__Work to be completed__. Where the data below shows a picture, leave that picture out and copy the rest exactly.

__Data excerpts__.
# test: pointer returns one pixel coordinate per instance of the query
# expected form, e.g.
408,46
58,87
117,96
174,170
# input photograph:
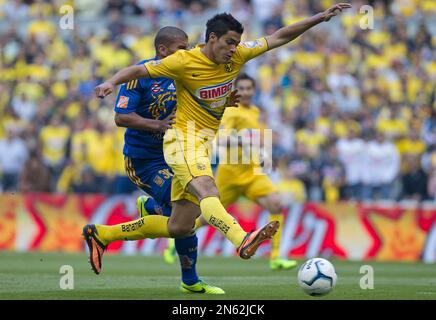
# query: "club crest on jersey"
215,92
122,102
155,63
155,88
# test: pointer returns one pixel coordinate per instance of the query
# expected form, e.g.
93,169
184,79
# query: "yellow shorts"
188,158
236,180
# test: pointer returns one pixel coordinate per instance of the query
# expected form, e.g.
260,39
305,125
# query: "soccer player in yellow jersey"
204,79
248,179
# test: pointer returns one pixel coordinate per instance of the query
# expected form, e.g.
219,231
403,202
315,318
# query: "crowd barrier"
354,231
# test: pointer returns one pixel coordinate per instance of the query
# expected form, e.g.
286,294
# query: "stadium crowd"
353,110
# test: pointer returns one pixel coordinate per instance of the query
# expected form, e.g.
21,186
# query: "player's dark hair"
167,34
244,76
221,23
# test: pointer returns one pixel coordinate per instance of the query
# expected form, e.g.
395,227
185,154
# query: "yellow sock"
275,242
152,226
215,214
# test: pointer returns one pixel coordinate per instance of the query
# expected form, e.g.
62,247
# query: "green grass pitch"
37,276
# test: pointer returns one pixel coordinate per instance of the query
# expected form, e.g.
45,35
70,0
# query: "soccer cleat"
170,252
140,204
96,248
201,287
253,239
282,264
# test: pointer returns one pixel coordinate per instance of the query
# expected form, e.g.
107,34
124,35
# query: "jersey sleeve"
170,67
251,49
128,97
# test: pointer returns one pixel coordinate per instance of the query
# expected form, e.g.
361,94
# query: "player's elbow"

__Response for this exercise__.
# test: pointer returns one pixel coordinate per instance of the query
# expected form, e.g.
408,46
58,87
117,96
174,170
# input photograph:
# query: "club crest on jersey"
215,92
122,102
155,63
155,88
# test: pointer returns one pixel coordinate per instance of the query
# expected form, e.g.
93,169
184,79
# query: "yellow shorts"
188,158
236,180
# test: pointer returns one pixel coordinate per instance of the query
# expected form, e.g.
260,39
305,125
# query: "soccer player in yellow jersey"
204,79
248,179
# test: pointer returns one pixel coordinate per instance of the query
# expected form, e.g.
219,231
403,202
315,318
# query: "crowd barrier"
354,231
# test: pointer returns one pixel coordinate per instance of the query
# expected form, e.g.
286,294
# query: "stadium crowd"
353,110
# test: pointer returns one pixel coordinate per instance of the query
# expected form, e.g.
21,186
# query: "player's dark hair"
167,34
244,76
221,23
# test: pointer returns one pixel coordinate per instance of the query
# expected form, e.g.
395,227
185,154
# query: "yellow sock"
275,242
152,226
215,214
# test: pointer returns one pixel coordinate per instance of the query
# expected form, e.g.
62,247
# query: "green grass pitch"
37,276
# test: pointer returns one pixel coordinate per instance of the query
# expected form, e.g.
45,35
70,0
# query: "soccer cleat"
170,252
140,204
96,248
201,287
253,239
282,264
# test: pointer returns one pixel coordinate per instance of the query
# expected form, e.g.
107,34
124,35
# query: "jersey sleeve"
170,67
251,49
128,97
# test: pointer returns one pixel coordinate per instance of the query
# expected form, e.g.
361,94
# query: "player's elbow"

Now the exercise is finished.